## start Input

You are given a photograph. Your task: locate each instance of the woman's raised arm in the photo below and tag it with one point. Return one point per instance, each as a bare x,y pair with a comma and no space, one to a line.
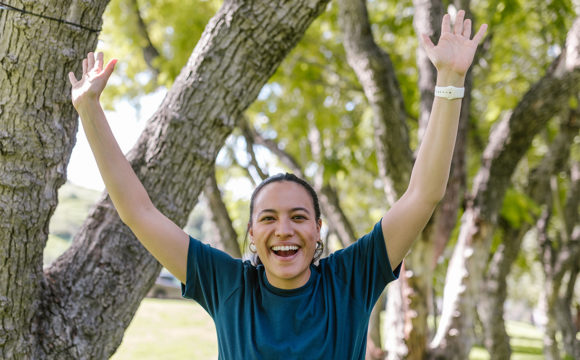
160,236
452,57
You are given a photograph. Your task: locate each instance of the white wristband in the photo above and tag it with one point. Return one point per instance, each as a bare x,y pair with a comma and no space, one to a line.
449,92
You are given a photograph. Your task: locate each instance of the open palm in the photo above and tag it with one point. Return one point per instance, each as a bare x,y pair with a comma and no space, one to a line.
455,50
93,80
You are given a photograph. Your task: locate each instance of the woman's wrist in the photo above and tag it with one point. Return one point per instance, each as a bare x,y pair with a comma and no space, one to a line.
450,78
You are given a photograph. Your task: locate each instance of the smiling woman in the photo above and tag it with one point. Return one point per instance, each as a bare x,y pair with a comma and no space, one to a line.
285,305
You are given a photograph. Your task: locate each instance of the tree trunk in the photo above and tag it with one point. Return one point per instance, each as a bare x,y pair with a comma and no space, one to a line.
37,132
224,235
86,299
490,307
559,254
508,143
375,72
338,222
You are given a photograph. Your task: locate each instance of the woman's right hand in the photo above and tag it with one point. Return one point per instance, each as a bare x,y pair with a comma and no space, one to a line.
93,81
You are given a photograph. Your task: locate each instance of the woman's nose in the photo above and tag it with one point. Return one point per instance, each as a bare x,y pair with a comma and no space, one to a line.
283,228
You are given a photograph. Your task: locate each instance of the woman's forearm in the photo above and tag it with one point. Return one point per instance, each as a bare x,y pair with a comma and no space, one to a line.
431,170
125,189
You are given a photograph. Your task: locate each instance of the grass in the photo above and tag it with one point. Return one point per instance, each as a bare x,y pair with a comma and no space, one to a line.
181,329
525,341
169,329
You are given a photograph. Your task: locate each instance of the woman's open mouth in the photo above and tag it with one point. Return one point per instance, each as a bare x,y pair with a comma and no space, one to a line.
285,250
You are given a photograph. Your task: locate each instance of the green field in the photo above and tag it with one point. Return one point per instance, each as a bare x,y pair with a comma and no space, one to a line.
181,329
169,329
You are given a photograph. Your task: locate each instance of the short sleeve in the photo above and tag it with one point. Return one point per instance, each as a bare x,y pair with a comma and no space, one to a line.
211,275
364,266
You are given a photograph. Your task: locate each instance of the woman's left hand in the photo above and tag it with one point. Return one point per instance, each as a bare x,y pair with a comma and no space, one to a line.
455,50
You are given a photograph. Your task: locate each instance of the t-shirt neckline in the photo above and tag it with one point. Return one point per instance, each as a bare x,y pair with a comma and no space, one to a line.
288,292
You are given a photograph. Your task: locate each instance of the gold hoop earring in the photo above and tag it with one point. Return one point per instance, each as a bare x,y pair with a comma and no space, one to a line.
319,249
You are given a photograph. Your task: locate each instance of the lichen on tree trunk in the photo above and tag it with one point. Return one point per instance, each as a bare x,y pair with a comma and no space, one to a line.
81,306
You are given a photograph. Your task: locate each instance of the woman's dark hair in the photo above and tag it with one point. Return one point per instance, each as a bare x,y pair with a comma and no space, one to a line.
278,178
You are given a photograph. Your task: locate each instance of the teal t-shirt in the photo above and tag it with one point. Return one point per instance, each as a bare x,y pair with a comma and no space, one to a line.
327,318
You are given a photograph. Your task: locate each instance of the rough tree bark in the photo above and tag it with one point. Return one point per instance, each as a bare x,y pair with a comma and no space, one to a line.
80,307
375,72
490,307
559,253
507,144
37,132
223,235
338,223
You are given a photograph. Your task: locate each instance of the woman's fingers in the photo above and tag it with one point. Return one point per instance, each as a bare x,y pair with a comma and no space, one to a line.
482,29
467,29
100,59
446,24
72,78
91,60
458,27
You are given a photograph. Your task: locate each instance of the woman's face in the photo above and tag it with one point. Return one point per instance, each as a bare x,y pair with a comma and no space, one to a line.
285,231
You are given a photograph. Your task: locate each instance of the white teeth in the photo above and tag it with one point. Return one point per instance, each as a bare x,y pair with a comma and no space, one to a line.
285,248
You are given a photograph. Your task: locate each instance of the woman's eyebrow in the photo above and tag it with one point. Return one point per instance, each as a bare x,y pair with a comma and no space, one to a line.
300,209
267,211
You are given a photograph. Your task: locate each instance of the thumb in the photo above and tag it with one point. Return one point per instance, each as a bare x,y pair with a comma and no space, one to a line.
427,43
108,70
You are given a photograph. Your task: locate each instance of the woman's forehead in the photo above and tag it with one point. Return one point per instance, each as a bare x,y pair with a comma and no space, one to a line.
283,196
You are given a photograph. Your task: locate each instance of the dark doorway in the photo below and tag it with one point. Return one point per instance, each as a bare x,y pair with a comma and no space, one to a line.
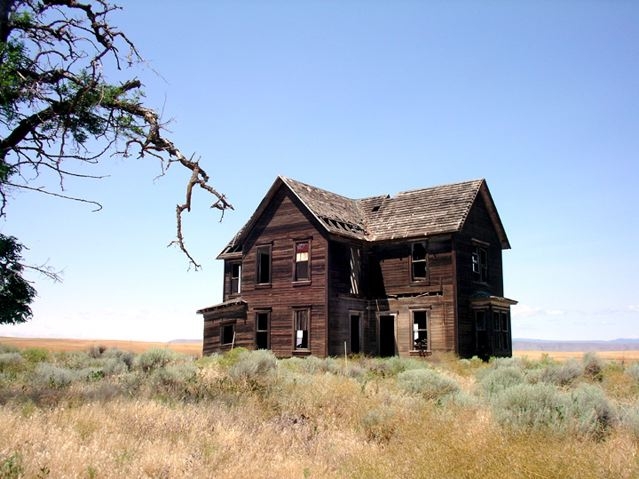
355,342
387,336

## end Input

● **Request**
Skip the images and write out the rest of the listing exactly.

● **Task output**
You are given a photograph. Your task: locate each instance of the woman's raised arm in the photo below and tag it with one point. Return one point per instance, each as a bare x,y pair with a comma and no space, one to a line.
160,236
452,57
You are given a photograph. Your task: locate each instance of the white wristband in the photo above and tag it with one point. Return one point per instance, each as a bare x,y pair with a comma and no space, one to a line.
449,92
You are given a photograph. Your task: locate each instance of the open palm in the photo above and tag it with one point. Return one point per instance, each as a bare x,y pair with a comma and no space, one to a line.
455,50
93,80
You are given a photograph. Your task: locate each instance of the woman's wrist in the photo above and tag it with one point. Return one point per instance, each as a bare x,y pair with a comma and no space, one to a line.
450,78
You are given a photograph. Your task: locate each instance of the smiling woman in the photo above and tag it with one point. Return one point per instance, each as a bare x,y pair with a comma and no space, one to a line.
285,305
You are given a photograph. Your task: locate each instance of the tree trunk in the photo above and tag it with one point. Return one point per instance, each as a bare x,y pair with a comma and no space, one to a line.
37,132
224,235
86,299
490,307
559,254
508,143
375,72
338,222
You are given a photograph. Your task: locate each instance of the woman's right hand in the photo above and tag it with one point. Return one point per instance, each as a bare x,y pair with a comma and no space, one to a line.
93,81
You are given a photograph. Your task: locate each instance of the woman's nose in the photo above and tag it with one point. Return one point per instance, each as a bare x,y pair with a comma and no space, one to a line.
283,228
You are given a photograph. Your task: locate each instance of the woman's forearm in the photo above and tag it with one point. Return one point per instance, each as a bare x,y pair with a comma and no space, one to a line.
431,170
125,189
You are given a photograph. Your task: locate each instance of the grass in the photo above and tag it with one point. Return one point per instance, each as a bare x,y pair with a comma and no space, one to a line.
181,329
525,341
169,329
You are given a photograph. Your task: locate each instance of the woman's open mouth in the photo above and tag it with one point. Return one point per instance, each as a bare x,y pair with a comma and no space, one to a line.
285,250
You are given a photograph. Your task: locate each instance of the green field in the photo above and tag it with one point. Return one point per instance, each as a bare x,y pair with a comma and no space, one to a line.
181,329
169,329
You are given a photograph. Your task: locate each instance of the short sleeve in the photo above and tag it with one point. Return one point per instance, each as a bare x,y pair with a comma and no space, one to a line.
211,275
364,266
You are given a photograph. Your task: locate each instance of the woman's left hand in the photo above and tag it with one point. Return one point per instance, each as a bare x,y pair with a comma and no space, one to a line.
455,50
You are given a photograph. Your task: locate each instance of the t-shirt neckline in the photo above and tag it with one point. Return one point per instance, each as a bare x,y pair with a comma and no space, one to a line.
288,292
You are given a photograph. Your task: locate each instance of the gold hoop earring in the photo above and tag it with one point. Return one point per instance, each as a bare x,y pair with a comma and no space, one to a line.
319,249
You are given a photograph. Your task: locate each instance of the lichen on tree trunk in the photo above and tag it with one point. Return one point per instance, each as a bare x,y pair with a comma and no space, one to a line.
81,306
You are given a photograph. Your task: locate each instance of the woman's dark hair in the photo above and tag it with one point. Return one point per instance, each as a bare x,y pair with a comma and no space, one to a line.
278,178
You are given a photograph. Your task: locate each instance of the teal t-shirt in the photo above and tag it with one point. Return one point per instance, each as a bare x,y pair with a comma and no space, one to a line.
327,318
You are given a photograph. Your task: locate each instance of the rough tree bark in the photo above and tag it with one point. Return one point per instance, each as a bare x,y pair with a comma and no space, one to a line.
80,307
375,72
490,307
559,253
507,144
37,132
223,235
338,223
You are given a photograph. Your task: locate each instance of the woman's fingers in the photo above and tag it with one point. Return one point per instance, each as a bare x,y pair with a comma and no space, one to a line.
482,29
467,29
100,59
446,24
72,78
91,60
458,27
You are given a photograph. Your task: locate each instance of the woman's face in the photo above and tag it with one point. Return one point per instance, each as a bare x,y pair with a comma and no space, one to a line.
285,231
You are given a photograph. Your task: locate each instance of the white teeth in the photo above and tag it with one point. Return one point per instance, each as a bare x,y pair with a comma and no space, one to a line.
285,248
You are given a photograph. Your task: locate each instance of the woman's eyebrow in the photo above and tag it with one point. Return one point per instance, each as a bare x,y pair with a comma and no space, one to a line.
300,209
267,211
You are given a photograph. Your task: locate each instance of the thumb in the photo above and tag it with one point. Return one point per instance, each as a bare x,y pair with a comma and no space, one to a line.
427,43
108,70
You are given a photograph. Your task: locate each instance of the woman's forehead in the photo above and tag it with one point. Return one point per instance, each as a bare x,y pair with a comma and no space, one to a line.
283,196
You are given a photograph. Your task: locate each instance of the dark doorway in the photo below and tag it with one point. Return one point per instance, each as a bare x,y pair with a comma and no space, one to a line.
355,342
387,336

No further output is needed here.